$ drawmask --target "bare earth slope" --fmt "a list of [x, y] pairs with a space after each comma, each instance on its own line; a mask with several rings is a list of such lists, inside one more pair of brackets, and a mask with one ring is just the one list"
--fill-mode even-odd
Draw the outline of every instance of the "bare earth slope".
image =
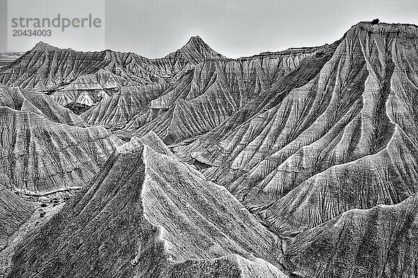
[[292, 272], [309, 277], [415, 277], [417, 195], [393, 206], [348, 211], [290, 240]]
[[121, 143], [45, 95], [0, 93], [0, 184], [9, 189], [34, 197], [79, 189]]
[[20, 247], [8, 277], [284, 277], [280, 244], [151, 133], [118, 149]]
[[243, 122], [238, 111], [238, 124], [226, 122], [179, 156], [208, 165], [206, 177], [278, 232], [403, 201], [417, 189], [417, 30], [353, 26], [304, 85], [277, 90], [274, 106]]

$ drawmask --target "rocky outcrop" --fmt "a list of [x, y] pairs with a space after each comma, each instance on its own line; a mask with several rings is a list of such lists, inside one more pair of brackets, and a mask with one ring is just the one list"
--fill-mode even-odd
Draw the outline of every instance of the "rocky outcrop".
[[121, 140], [43, 94], [0, 88], [0, 185], [61, 195], [85, 185]]
[[79, 52], [40, 42], [0, 71], [0, 83], [49, 92], [158, 84], [175, 80], [205, 59], [216, 58], [224, 57], [199, 38], [192, 38], [183, 48], [158, 59], [110, 50]]
[[134, 117], [146, 113], [149, 104], [161, 95], [164, 85], [123, 87], [82, 115], [92, 125], [121, 129]]
[[178, 154], [279, 232], [403, 201], [417, 190], [417, 30], [353, 26], [302, 85], [277, 83], [255, 114], [245, 108]]
[[284, 277], [280, 244], [149, 134], [20, 246], [8, 277]]
[[169, 145], [205, 134], [313, 55], [279, 54], [206, 60], [151, 101], [155, 118], [137, 115], [123, 131], [143, 136], [152, 130]]
[[418, 257], [417, 198], [353, 209], [297, 235], [286, 245], [299, 277], [414, 277]]
[[0, 186], [0, 251], [34, 209], [30, 203]]

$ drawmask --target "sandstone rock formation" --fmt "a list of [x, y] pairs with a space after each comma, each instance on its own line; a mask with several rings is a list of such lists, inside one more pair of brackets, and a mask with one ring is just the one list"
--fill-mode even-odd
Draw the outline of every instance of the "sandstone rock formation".
[[33, 211], [28, 202], [0, 186], [0, 251], [8, 243], [9, 238], [24, 223]]
[[86, 184], [121, 140], [43, 94], [0, 88], [0, 185], [28, 196]]
[[417, 45], [370, 22], [238, 59], [37, 44], [0, 70], [0, 240], [22, 193], [79, 192], [8, 277], [417, 277]]
[[158, 140], [120, 146], [8, 277], [284, 277], [279, 239]]
[[309, 277], [417, 276], [417, 195], [403, 202], [353, 209], [287, 244], [292, 272]]

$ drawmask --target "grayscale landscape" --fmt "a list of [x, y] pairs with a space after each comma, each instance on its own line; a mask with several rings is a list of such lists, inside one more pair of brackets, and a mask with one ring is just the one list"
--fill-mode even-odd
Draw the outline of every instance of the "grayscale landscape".
[[0, 277], [418, 277], [418, 26], [341, 37], [2, 54]]

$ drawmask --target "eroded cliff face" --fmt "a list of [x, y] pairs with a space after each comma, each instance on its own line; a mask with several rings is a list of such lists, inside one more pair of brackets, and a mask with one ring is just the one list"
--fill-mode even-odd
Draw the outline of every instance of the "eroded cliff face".
[[353, 209], [286, 244], [291, 271], [309, 277], [417, 276], [417, 195], [400, 204]]
[[276, 83], [274, 106], [237, 113], [179, 154], [212, 165], [205, 176], [276, 231], [397, 204], [417, 190], [417, 38], [411, 26], [356, 25], [305, 84]]
[[295, 70], [314, 53], [268, 55], [197, 65], [138, 115], [123, 134], [153, 131], [169, 145], [205, 134]]
[[[55, 100], [63, 106], [92, 105], [115, 89], [170, 83], [206, 59], [222, 58], [199, 37], [158, 59], [110, 50], [80, 52], [40, 42], [0, 70], [0, 83], [56, 94]], [[80, 99], [79, 95], [85, 97]]]
[[0, 72], [20, 86], [0, 88], [1, 184], [86, 186], [9, 277], [416, 277], [417, 45], [366, 22], [239, 59], [199, 38], [161, 59], [38, 45]]
[[20, 245], [8, 277], [284, 277], [280, 245], [150, 133]]
[[84, 186], [121, 140], [43, 94], [2, 87], [0, 184], [37, 198]]

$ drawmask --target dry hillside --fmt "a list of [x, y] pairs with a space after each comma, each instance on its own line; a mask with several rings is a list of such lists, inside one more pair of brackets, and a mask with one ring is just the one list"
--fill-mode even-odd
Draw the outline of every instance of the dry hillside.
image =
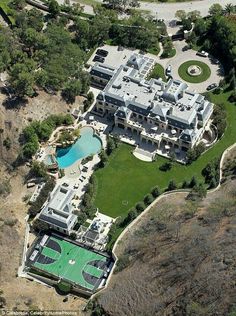
[[[9, 180], [10, 193], [0, 192], [0, 306], [5, 302], [9, 310], [72, 310], [81, 315], [81, 308], [86, 303], [80, 298], [60, 296], [54, 289], [17, 277], [24, 241], [24, 217], [27, 205], [23, 202], [30, 193], [24, 185], [24, 177], [28, 172], [25, 166], [12, 169], [11, 164], [19, 152], [19, 135], [28, 122], [40, 120], [49, 114], [67, 113], [71, 106], [61, 100], [60, 96], [50, 96], [44, 92], [25, 104], [10, 106], [4, 101], [6, 96], [0, 94], [0, 191], [1, 183]], [[74, 106], [78, 106], [77, 99]], [[3, 140], [10, 138], [12, 146], [9, 150], [3, 146]], [[0, 307], [1, 308], [1, 307]], [[0, 309], [1, 311], [1, 309]]]
[[[98, 303], [114, 316], [226, 316], [236, 304], [236, 181], [164, 197], [120, 242]], [[233, 314], [232, 314], [233, 315]]]

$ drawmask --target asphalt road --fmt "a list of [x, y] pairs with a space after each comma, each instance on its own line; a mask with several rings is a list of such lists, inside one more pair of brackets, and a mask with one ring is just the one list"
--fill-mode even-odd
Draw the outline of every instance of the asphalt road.
[[[96, 0], [97, 2], [102, 3], [102, 0]], [[57, 0], [58, 3], [63, 4], [64, 0]], [[70, 0], [70, 3], [78, 3], [79, 0]], [[164, 19], [166, 21], [171, 21], [175, 19], [175, 12], [177, 10], [185, 10], [190, 12], [193, 10], [200, 11], [202, 16], [208, 14], [210, 6], [214, 3], [220, 3], [223, 7], [227, 3], [236, 4], [236, 0], [200, 0], [192, 2], [176, 2], [176, 3], [155, 3], [155, 2], [140, 2], [141, 10], [148, 10], [150, 13], [157, 17], [158, 19]], [[88, 5], [84, 5], [85, 13], [93, 13], [93, 8]]]

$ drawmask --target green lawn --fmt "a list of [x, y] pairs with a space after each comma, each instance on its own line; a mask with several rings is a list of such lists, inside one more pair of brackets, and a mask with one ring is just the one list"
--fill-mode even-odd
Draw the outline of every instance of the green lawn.
[[132, 147], [121, 144], [108, 165], [95, 172], [98, 181], [95, 205], [100, 211], [112, 217], [126, 215], [155, 185], [165, 189], [170, 180], [181, 184], [192, 176], [203, 181], [201, 171], [206, 164], [220, 157], [223, 151], [236, 141], [236, 107], [227, 101], [229, 94], [212, 95], [214, 103], [224, 103], [227, 109], [228, 126], [224, 136], [189, 166], [176, 163], [170, 171], [162, 172], [159, 166], [166, 162], [165, 158], [158, 157], [157, 161], [152, 163], [142, 162], [132, 155]]
[[165, 70], [162, 65], [156, 63], [153, 70], [148, 75], [148, 78], [162, 78], [162, 80], [166, 82]]
[[[197, 65], [197, 66], [201, 67], [202, 73], [199, 76], [189, 75], [188, 74], [188, 67], [191, 65]], [[180, 67], [178, 69], [178, 73], [179, 73], [179, 76], [187, 82], [200, 83], [200, 82], [206, 81], [210, 77], [211, 69], [208, 67], [207, 64], [205, 64], [201, 61], [188, 60], [185, 63], [183, 63], [182, 65], [180, 65]]]

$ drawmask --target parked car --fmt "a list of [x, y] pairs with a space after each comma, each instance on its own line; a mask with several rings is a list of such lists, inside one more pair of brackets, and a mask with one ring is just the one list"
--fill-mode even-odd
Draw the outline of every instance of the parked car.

▬▬▬▬▬▬▬▬▬▬

§ **Stated task**:
Beginning at the line containing "drawmask --target green", repeat each line exactly through the last line of the entries, and include no other lines.

§ **The reply**:
$ drawmask --target green lawn --fmt "a list of [x, y] pairs with a space after each comma, each instance on its own line; a mask with several rings is a list of such lists, inside one more pair of brackets, and a mask with one ring is just the one list"
--fill-mode even-odd
Draw the outline of every instance of the green lawn.
[[132, 147], [121, 144], [108, 165], [95, 172], [98, 181], [95, 205], [100, 211], [112, 217], [126, 215], [155, 185], [165, 189], [170, 180], [181, 184], [192, 176], [203, 181], [201, 171], [206, 164], [220, 157], [223, 151], [236, 141], [236, 107], [227, 101], [229, 94], [212, 95], [214, 103], [224, 103], [227, 109], [228, 126], [224, 136], [189, 166], [176, 163], [170, 171], [162, 172], [159, 166], [166, 162], [165, 158], [158, 157], [157, 161], [152, 163], [142, 162], [132, 155]]
[[165, 70], [162, 65], [156, 63], [153, 70], [148, 75], [148, 78], [162, 78], [162, 80], [166, 82]]
[[[197, 65], [197, 66], [201, 67], [202, 73], [199, 76], [189, 75], [188, 74], [188, 67], [191, 65]], [[180, 67], [178, 69], [178, 73], [179, 73], [179, 76], [187, 82], [200, 83], [200, 82], [206, 81], [210, 77], [211, 69], [208, 67], [207, 64], [205, 64], [201, 61], [188, 60], [185, 63], [183, 63], [182, 65], [180, 65]]]

$ drawmask --target parked car --fmt "a list of [x, y] pairs with a space after each comma, each instance on its own line; a mask with several rings is a list of such lists, inside one more pair of brackets, and a mask with one ring is just the one list"
--fill-mode even-odd
Draw the outline of every instance of the parked car.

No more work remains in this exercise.